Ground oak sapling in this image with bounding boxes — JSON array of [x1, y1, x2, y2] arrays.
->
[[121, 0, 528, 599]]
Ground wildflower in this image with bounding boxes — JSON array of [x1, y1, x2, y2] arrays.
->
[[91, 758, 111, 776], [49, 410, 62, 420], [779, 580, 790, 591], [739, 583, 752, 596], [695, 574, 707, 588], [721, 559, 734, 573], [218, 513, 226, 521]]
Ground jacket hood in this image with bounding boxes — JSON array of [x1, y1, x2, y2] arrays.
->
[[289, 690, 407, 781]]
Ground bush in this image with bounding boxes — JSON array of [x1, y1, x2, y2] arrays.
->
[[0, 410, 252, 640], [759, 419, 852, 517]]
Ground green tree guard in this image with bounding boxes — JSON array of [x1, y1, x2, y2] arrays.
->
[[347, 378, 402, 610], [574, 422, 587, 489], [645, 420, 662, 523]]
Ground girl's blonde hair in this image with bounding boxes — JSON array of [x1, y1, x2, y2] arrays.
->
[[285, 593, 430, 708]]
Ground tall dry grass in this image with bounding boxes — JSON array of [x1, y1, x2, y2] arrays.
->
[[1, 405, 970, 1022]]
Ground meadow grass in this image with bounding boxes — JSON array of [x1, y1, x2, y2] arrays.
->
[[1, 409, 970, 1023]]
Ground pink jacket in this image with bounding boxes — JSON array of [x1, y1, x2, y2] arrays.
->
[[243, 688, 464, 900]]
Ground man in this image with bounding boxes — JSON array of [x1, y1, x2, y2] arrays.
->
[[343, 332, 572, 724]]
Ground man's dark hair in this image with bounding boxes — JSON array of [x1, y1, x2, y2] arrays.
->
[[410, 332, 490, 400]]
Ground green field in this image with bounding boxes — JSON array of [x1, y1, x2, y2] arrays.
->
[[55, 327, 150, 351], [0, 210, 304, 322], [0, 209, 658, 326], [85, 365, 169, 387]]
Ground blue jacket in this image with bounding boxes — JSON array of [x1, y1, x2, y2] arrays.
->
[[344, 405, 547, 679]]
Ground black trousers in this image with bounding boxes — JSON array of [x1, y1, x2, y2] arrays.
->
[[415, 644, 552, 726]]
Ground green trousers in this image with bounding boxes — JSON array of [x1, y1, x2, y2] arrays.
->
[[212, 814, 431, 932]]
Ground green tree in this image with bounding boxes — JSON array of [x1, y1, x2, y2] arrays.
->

#####

ASSIGNMENT: Every line of the listing that includes the word "tree" belongs in the answer.

ANSWER:
Ground green tree guard in this image with bounding boxes — JSON array of [x1, y1, x2, y2] arrays.
Ground green tree in this image with bounding boxes — JSON array of [x1, y1, x2, y2] arrays.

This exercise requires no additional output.